[Free-text object descriptions]
━━━━━━━━━━

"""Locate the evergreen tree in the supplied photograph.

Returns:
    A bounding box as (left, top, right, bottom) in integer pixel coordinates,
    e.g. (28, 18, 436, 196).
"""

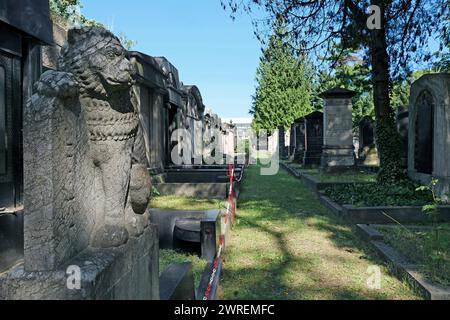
(222, 0, 449, 184)
(251, 21, 313, 131)
(317, 44, 374, 127)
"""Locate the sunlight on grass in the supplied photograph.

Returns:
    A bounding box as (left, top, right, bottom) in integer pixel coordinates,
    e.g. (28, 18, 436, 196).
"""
(219, 165, 420, 300)
(282, 161, 377, 183)
(150, 195, 222, 211)
(377, 224, 450, 287)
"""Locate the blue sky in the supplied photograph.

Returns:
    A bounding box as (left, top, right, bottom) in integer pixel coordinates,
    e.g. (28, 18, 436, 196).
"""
(82, 0, 261, 118)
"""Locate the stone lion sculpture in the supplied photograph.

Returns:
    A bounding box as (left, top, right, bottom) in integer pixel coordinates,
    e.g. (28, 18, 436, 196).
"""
(29, 27, 151, 249)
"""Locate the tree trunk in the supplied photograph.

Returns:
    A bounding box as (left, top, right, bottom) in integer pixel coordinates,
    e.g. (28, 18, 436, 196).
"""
(369, 9, 390, 120)
(369, 0, 404, 183)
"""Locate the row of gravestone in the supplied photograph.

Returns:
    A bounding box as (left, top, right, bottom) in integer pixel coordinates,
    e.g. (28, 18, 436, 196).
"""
(279, 88, 358, 169)
(278, 75, 450, 202)
(0, 17, 235, 299)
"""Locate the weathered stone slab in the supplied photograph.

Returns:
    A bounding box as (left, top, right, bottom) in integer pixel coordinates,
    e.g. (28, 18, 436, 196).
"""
(357, 225, 450, 300)
(155, 183, 228, 199)
(0, 225, 159, 300)
(408, 74, 450, 202)
(151, 209, 221, 262)
(160, 262, 195, 300)
(320, 88, 356, 169)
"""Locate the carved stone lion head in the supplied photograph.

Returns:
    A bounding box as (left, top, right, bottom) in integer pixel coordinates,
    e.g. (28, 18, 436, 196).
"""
(59, 27, 135, 96)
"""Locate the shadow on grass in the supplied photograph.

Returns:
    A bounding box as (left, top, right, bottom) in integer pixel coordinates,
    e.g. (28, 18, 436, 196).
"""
(220, 165, 417, 300)
(222, 214, 395, 300)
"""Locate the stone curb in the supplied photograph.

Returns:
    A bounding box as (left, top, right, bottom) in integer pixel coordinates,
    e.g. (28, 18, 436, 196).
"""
(356, 224, 450, 300)
(318, 195, 450, 224)
(280, 162, 373, 194)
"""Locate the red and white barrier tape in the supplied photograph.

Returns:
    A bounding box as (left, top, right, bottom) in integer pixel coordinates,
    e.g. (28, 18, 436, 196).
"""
(202, 164, 236, 300)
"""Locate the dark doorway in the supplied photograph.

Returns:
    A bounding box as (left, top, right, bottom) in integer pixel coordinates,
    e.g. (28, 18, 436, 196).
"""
(414, 90, 434, 175)
(0, 51, 22, 210)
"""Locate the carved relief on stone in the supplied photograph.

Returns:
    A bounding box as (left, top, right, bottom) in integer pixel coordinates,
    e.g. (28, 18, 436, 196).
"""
(27, 27, 151, 255)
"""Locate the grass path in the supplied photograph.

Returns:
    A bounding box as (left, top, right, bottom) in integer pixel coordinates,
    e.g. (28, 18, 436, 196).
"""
(219, 165, 420, 300)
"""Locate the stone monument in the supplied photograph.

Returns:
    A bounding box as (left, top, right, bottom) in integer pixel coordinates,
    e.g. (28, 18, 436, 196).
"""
(303, 111, 324, 166)
(408, 74, 450, 202)
(290, 117, 306, 162)
(277, 125, 287, 159)
(0, 27, 159, 300)
(320, 88, 356, 169)
(358, 116, 379, 167)
(396, 106, 409, 168)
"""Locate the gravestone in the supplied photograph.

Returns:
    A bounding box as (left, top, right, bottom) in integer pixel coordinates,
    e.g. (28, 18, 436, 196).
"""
(203, 111, 223, 163)
(277, 125, 287, 159)
(303, 111, 324, 166)
(0, 27, 159, 300)
(130, 51, 167, 174)
(396, 106, 409, 167)
(320, 88, 356, 169)
(291, 118, 306, 162)
(222, 122, 236, 163)
(358, 116, 379, 166)
(408, 74, 450, 202)
(182, 85, 205, 165)
(155, 57, 184, 166)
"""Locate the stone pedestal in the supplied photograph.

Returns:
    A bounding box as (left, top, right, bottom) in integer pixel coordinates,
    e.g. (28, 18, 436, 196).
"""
(320, 88, 356, 169)
(0, 225, 159, 300)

━━━━━━━━━━

- [Action item]:
Copy out all the data above exactly, pictures excluded.

- [Output of the exercise]:
"""Locate the evergreen tree in the supplied photograph.

Returns:
    A bounding box as (left, top, right, bottom) in integer pixel coordinates,
    e.g. (28, 18, 436, 196).
"""

(222, 0, 449, 184)
(251, 21, 313, 131)
(317, 44, 374, 127)
"""Locate the sunlight on grass in the supplied photograph.

Returns:
    A bounding box as (left, top, right, bottom) in integer pixel coordinates,
    e.g. (28, 18, 436, 196).
"""
(219, 165, 420, 300)
(282, 161, 377, 183)
(150, 195, 222, 211)
(377, 224, 450, 287)
"""Locate the blue sky in the supplied photograph.

Returns:
    A bounding box as (left, top, right, bottom) in integer pixel coordinates,
    e.g. (28, 18, 436, 196).
"""
(82, 0, 261, 118)
"""Locate the stone lion sculpture in the supplied photograph.

Returns:
    A bounding box as (left, top, right, bottom) in integer pixel coordinates,
    e.g. (28, 18, 436, 196).
"""
(29, 27, 151, 249)
"""Locate the tree trunk in the supplied photograph.

Returns:
    A bounding box as (left, top, right, bottom) in integer pixel coordinates,
    e.g. (28, 18, 436, 196).
"""
(369, 9, 390, 120)
(369, 0, 404, 183)
"""Locate the row of gravestone in the supplied photograph.

Returns:
    A bounding box as (left, top, right, bottom) in integer pixel coordinates,
    e.g. (28, 18, 436, 196).
"""
(279, 88, 358, 169)
(278, 75, 450, 202)
(0, 17, 235, 299)
"""Locate the weathered stone slab in the supplied photograph.

Returns:
    A bounding box as (left, top, right, bottom) in integer pixel coordinates,
    e.g. (28, 18, 436, 196).
"""
(357, 225, 450, 300)
(155, 183, 228, 199)
(0, 225, 159, 300)
(408, 74, 450, 202)
(151, 209, 221, 262)
(160, 262, 195, 300)
(320, 88, 356, 169)
"""Locate the carved stone lion head in the supplied photograph.

Returns:
    A bounding box as (left, top, right, bottom) in integer pixel coordinates,
    e.g. (28, 18, 436, 196).
"""
(59, 27, 135, 96)
"""Locate the shadow on grass in the supplied photograph.

Returns:
    A bounding box as (left, top, right, bottom) in integer pixel coordinates,
    e.g. (28, 18, 436, 196).
"""
(220, 165, 417, 300)
(222, 214, 395, 300)
"""Locate the stone curb in the supplied photograph.

Returns:
    A bounding box as (left, top, right, bottom) in integer pixel coordinates,
    e.g. (28, 18, 436, 196).
"""
(356, 224, 450, 300)
(318, 195, 450, 224)
(280, 162, 373, 194)
"""Locate the red and white barrier tape in the supplied photograph.

Returns:
    A bounding box as (left, top, right, bottom) in integer pixel coordinates,
    e.g. (28, 18, 436, 196).
"""
(202, 164, 236, 300)
"""Locate the dark doorway in the supplied photograph.

Returns:
    A bounding box as (left, top, right, bottom) in integer pixel coordinates,
    e.g. (28, 18, 436, 196).
"""
(414, 90, 434, 175)
(0, 51, 22, 210)
"""Locate the carved relief on stone in the supplied photograph.

Returns:
    A bounding box as (left, top, right, bottom) in integer pixel coordinates,
    e.g. (28, 18, 436, 196).
"""
(27, 27, 151, 255)
"""Locate the grass path in the supplied photograph.

Returns:
    A bounding box as (left, top, right, bottom) in integer pixel coordinates,
    e.g. (28, 18, 436, 196).
"""
(219, 165, 420, 300)
"""Locate the stone monument in the supplied photograph.

Returns:
    A bounding box as (left, top, right, bottom) in integer pixel coordinates,
    e.g. (28, 18, 436, 196).
"""
(303, 111, 324, 166)
(408, 74, 450, 202)
(290, 117, 306, 162)
(277, 125, 287, 159)
(0, 27, 159, 300)
(320, 88, 356, 169)
(358, 116, 379, 167)
(396, 106, 409, 168)
"""Locate the gravestone in the supplied photograph.

Returns:
    A bounding box as (left, top, right, bottom) in integer pixel coordinates,
    e.g. (28, 18, 436, 196).
"""
(203, 111, 223, 163)
(277, 125, 287, 159)
(303, 111, 324, 166)
(0, 27, 159, 300)
(130, 51, 167, 174)
(396, 106, 409, 167)
(320, 88, 356, 169)
(291, 118, 306, 162)
(222, 122, 236, 163)
(358, 116, 379, 166)
(408, 74, 450, 202)
(182, 85, 205, 165)
(155, 57, 184, 166)
"""Locate the stone pedestal in the supplied photograph.

Returns:
    A bounding box as (left, top, right, bottom) in integer pixel coordinates,
    e.g. (28, 18, 436, 196).
"""
(320, 88, 356, 169)
(0, 225, 159, 300)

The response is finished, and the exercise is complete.